━━ EXERCISE MATERIALS ━━

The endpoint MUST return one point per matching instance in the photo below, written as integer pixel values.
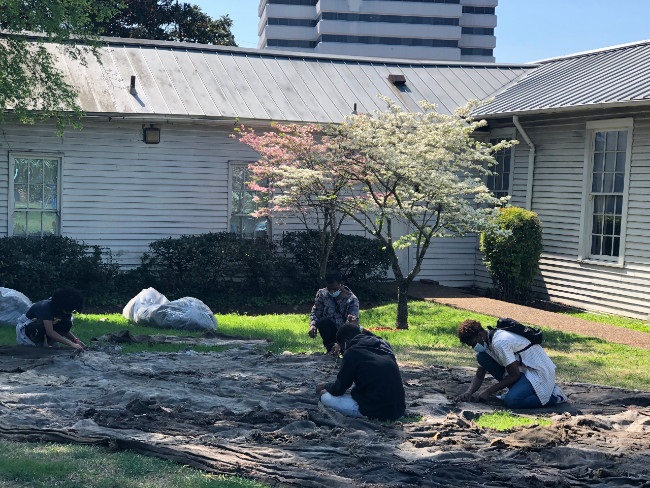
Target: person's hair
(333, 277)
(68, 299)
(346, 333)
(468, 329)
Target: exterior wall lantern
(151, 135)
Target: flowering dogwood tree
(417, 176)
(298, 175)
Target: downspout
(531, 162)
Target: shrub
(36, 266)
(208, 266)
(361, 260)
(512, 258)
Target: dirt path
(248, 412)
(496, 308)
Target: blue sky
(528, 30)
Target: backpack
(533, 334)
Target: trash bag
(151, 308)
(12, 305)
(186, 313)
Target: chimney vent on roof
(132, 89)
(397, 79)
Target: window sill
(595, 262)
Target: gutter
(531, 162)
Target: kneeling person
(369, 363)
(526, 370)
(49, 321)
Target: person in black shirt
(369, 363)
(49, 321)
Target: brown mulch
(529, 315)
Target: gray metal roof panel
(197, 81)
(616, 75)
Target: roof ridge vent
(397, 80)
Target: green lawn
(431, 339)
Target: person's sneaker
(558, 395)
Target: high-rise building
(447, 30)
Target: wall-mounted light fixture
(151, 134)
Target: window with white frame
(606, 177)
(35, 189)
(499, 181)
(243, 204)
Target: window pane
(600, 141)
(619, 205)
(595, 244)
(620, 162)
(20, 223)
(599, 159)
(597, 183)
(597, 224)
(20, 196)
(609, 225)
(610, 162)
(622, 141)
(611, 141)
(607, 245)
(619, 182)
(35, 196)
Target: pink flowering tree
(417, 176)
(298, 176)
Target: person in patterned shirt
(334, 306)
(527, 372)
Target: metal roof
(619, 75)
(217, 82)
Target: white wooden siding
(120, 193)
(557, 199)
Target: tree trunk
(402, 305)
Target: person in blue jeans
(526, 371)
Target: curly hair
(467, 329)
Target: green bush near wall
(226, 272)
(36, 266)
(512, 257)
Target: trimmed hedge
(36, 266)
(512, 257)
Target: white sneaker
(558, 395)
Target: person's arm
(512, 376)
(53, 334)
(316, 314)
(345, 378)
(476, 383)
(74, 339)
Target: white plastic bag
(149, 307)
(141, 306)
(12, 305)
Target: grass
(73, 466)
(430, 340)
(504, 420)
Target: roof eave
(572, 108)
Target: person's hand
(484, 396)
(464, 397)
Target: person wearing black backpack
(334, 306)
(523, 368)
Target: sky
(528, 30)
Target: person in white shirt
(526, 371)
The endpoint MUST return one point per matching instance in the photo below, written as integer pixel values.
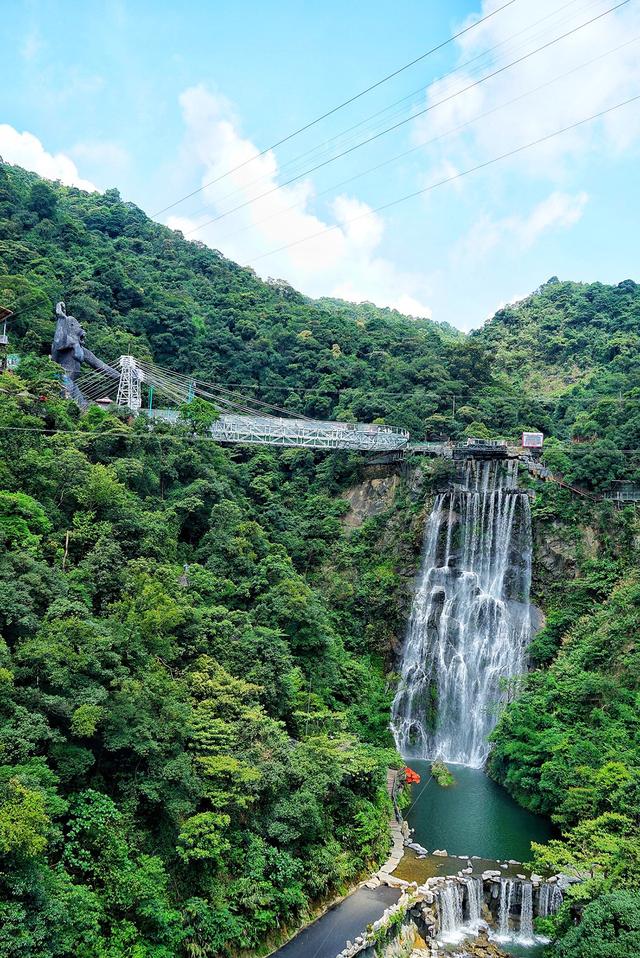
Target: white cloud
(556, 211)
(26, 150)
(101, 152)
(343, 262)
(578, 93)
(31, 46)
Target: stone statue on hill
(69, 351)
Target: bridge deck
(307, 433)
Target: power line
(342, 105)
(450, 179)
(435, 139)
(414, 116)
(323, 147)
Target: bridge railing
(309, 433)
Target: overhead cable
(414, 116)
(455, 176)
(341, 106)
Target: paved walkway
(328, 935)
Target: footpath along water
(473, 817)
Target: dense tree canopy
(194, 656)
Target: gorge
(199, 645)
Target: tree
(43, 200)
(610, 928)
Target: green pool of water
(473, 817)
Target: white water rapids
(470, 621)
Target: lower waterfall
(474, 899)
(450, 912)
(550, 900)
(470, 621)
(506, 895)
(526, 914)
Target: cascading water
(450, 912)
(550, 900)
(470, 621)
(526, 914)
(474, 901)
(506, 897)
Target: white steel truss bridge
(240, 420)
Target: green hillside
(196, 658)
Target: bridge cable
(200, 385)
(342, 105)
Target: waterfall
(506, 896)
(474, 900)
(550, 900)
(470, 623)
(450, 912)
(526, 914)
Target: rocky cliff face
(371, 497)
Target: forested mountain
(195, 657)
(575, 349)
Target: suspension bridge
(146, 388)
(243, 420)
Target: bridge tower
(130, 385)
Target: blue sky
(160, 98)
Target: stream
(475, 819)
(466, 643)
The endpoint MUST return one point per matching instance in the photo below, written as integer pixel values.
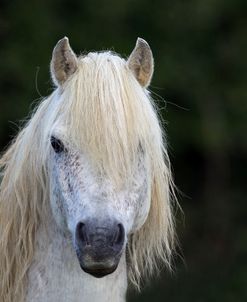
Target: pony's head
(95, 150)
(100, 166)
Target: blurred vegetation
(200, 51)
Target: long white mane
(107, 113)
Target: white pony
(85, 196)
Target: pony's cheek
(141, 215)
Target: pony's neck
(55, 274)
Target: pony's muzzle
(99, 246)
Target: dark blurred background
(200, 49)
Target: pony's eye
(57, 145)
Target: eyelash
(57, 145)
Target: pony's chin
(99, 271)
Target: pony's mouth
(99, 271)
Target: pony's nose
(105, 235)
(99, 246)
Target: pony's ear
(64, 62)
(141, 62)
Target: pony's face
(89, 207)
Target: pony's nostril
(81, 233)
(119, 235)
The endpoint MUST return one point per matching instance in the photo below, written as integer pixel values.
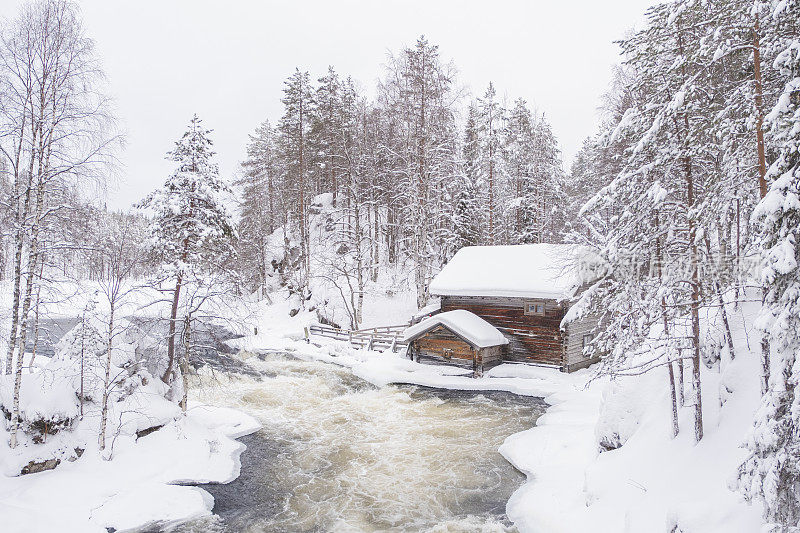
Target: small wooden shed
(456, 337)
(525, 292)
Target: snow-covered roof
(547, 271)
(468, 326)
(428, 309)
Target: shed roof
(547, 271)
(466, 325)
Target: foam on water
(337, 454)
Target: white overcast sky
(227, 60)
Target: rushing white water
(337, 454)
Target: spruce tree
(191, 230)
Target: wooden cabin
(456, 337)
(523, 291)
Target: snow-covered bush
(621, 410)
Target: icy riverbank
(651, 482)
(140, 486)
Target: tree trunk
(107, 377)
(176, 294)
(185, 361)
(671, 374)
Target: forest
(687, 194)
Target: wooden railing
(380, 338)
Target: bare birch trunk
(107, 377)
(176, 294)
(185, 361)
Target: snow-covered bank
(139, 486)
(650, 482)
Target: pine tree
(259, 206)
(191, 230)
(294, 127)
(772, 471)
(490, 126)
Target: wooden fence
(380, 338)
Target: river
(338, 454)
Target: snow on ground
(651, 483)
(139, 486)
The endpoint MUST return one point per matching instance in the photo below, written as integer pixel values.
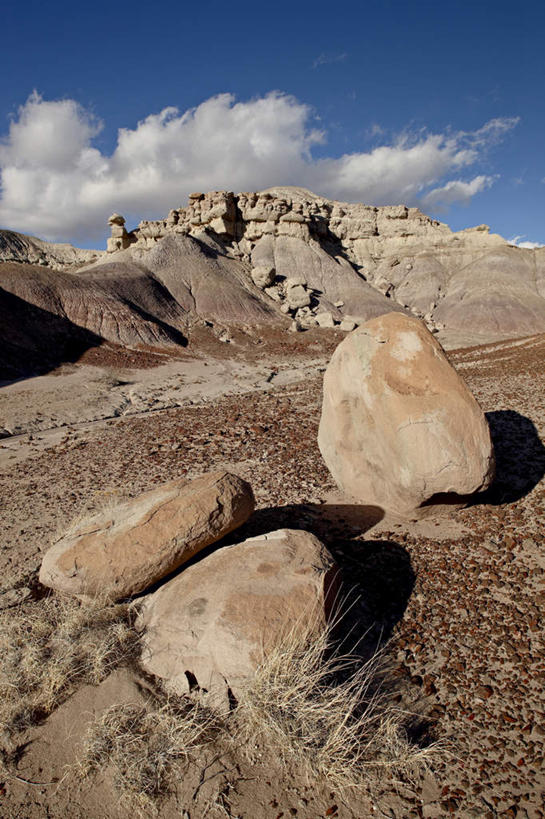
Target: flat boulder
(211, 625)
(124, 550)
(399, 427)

━━━

TASK BRIEF:
The material above holds pictures; copy everything else in it exactly.

YOUR RESPONSE:
The endpoint MUST return one point per matching instance in the photo below, written as integer pixel values.
Target: person's hair
(333, 277)
(68, 299)
(346, 333)
(468, 329)
Target: exterior wall lantern
(151, 135)
Target: flowering dogwood tree
(417, 176)
(298, 175)
Target: downspout
(531, 162)
Target: shrub
(36, 266)
(208, 266)
(361, 260)
(512, 258)
Target: dirt path
(248, 412)
(496, 308)
Target: blue sky
(528, 30)
Target: backpack
(533, 334)
Target: trash bag
(151, 308)
(12, 305)
(186, 313)
Target: chimney vent on roof
(132, 89)
(397, 79)
Target: window sill
(595, 262)
Target: gutter
(531, 162)
Target: kneeling person
(369, 363)
(526, 370)
(49, 321)
Target: person in black shirt
(369, 363)
(49, 321)
Target: brown mulch
(529, 315)
Target: gray metal roof panel
(197, 81)
(616, 75)
Target: roof ridge vent
(397, 80)
Target: green lawn
(431, 339)
Target: person's sneaker
(558, 395)
Target: high-rise building
(447, 30)
Target: wall-mounted light fixture
(151, 134)
Target: window with white frame
(606, 177)
(35, 189)
(499, 181)
(243, 204)
Target: window pane
(600, 141)
(619, 205)
(595, 244)
(620, 162)
(20, 223)
(599, 159)
(597, 183)
(597, 224)
(20, 196)
(609, 225)
(610, 162)
(622, 141)
(611, 141)
(607, 245)
(619, 182)
(35, 196)
Target: pink flowering tree
(417, 176)
(298, 176)
Target: person in patterned shirt
(334, 306)
(527, 372)
Target: metal roof
(619, 75)
(217, 82)
Target: white wooden siding
(120, 193)
(557, 199)
Target: tree trunk
(402, 305)
Target: person in blue jeans
(526, 371)
Target: curly hair
(467, 329)
Target: green bush near wall
(226, 272)
(36, 266)
(512, 257)
Target: trimmed hedge
(36, 266)
(512, 257)
Target: white sneaker
(558, 395)
Target: person's arm
(512, 376)
(53, 334)
(316, 314)
(345, 378)
(476, 383)
(74, 339)
Target: white plastic bag
(149, 307)
(141, 306)
(12, 305)
Target: grass
(73, 466)
(430, 340)
(504, 420)
Target: roof eave
(572, 108)
Target: person's hand
(484, 396)
(464, 397)
Target: person wearing black backpack
(334, 306)
(523, 368)
Target: sky
(528, 30)
Target: person in white shirt
(526, 371)
The endpoint MUST return one point per matching instance in the photo below, written as integer pixel values.
Target: white cloud
(556, 211)
(26, 150)
(101, 152)
(343, 262)
(578, 93)
(31, 46)
Target: stone statue on hill
(69, 351)
Target: bridge deck
(307, 433)
Target: power line
(342, 105)
(450, 179)
(435, 139)
(414, 116)
(323, 147)
Target: bridge railing
(309, 433)
Target: overhead cable
(414, 116)
(455, 176)
(341, 106)
Target: paved walkway
(328, 935)
Target: footpath along water
(473, 817)
Target: dense tree canopy
(194, 656)
Target: gorge
(199, 645)
Target: tree
(43, 200)
(610, 928)
Target: green pool of water
(473, 817)
Target: white water rapids
(470, 621)
Target: lower waterfall
(474, 899)
(450, 912)
(550, 900)
(470, 621)
(506, 895)
(526, 914)
Target: cascading water
(450, 912)
(550, 900)
(470, 621)
(526, 914)
(474, 901)
(506, 897)
Target: white steel truss bridge
(240, 420)
Target: green hillside
(196, 658)
Target: bridge cable
(200, 385)
(342, 105)
Target: waterfall
(506, 896)
(474, 900)
(550, 900)
(470, 623)
(450, 912)
(526, 914)
Target: rocky cliff face
(371, 497)
Target: forested mountain
(195, 657)
(575, 349)
Target: suspension bridge
(146, 388)
(243, 420)
Target: bridge tower
(130, 385)
Target: blue sky
(160, 98)
Target: stream
(475, 819)
(466, 643)
The endpoint MUST return one point per matching instance in the photo below, written as integer pixel values.
Target: pony's head
(95, 150)
(100, 166)
Target: blurred vegetation
(200, 51)
Target: long white mane
(107, 113)
Target: white pony
(85, 196)
Target: pony's cheek
(141, 215)
Target: pony's neck
(55, 274)
Target: pony's muzzle
(99, 246)
Target: dark blurred background
(200, 49)
Target: pony's eye
(57, 145)
Target: eyelash
(57, 145)
Target: pony's chin
(99, 271)
Target: pony's mouth
(99, 271)
Target: pony's nose
(105, 235)
(99, 246)
Target: pony's ear
(64, 62)
(141, 62)
Target: pony's face
(89, 207)
Target: pony's nostril
(81, 233)
(119, 235)
The endpoint MUST return one point per matching instance in the photo below, written as integer pixel values.
Target: small wooden shed
(456, 337)
(525, 292)
Target: snow-covered roof
(547, 271)
(468, 326)
(428, 309)
Target: shed roof
(547, 271)
(466, 325)
Target: foam on water
(337, 454)
Target: white overcast sky
(227, 60)
Target: rushing white water
(337, 454)
Target: spruce tree
(191, 230)
Target: wooden cabin
(456, 337)
(523, 291)
Target: snow-covered bush
(621, 410)
Target: icy riverbank
(651, 482)
(140, 486)
Target: tree trunk
(107, 377)
(176, 294)
(185, 361)
(671, 374)
Target: forest
(687, 194)
Target: wooden railing
(380, 338)
Target: bare birch trunk
(107, 377)
(176, 294)
(185, 361)
Target: snow-covered bank
(139, 486)
(650, 482)
Target: pine tree
(259, 206)
(191, 230)
(294, 127)
(772, 471)
(490, 126)
Target: wooden fence
(380, 338)
Target: river
(338, 454)
Target: snow on ground
(651, 483)
(139, 486)
The endpoint MUST return one point per matching instance in the photo below, written as integer pixel values.
Target: flat boulder
(211, 625)
(124, 550)
(399, 427)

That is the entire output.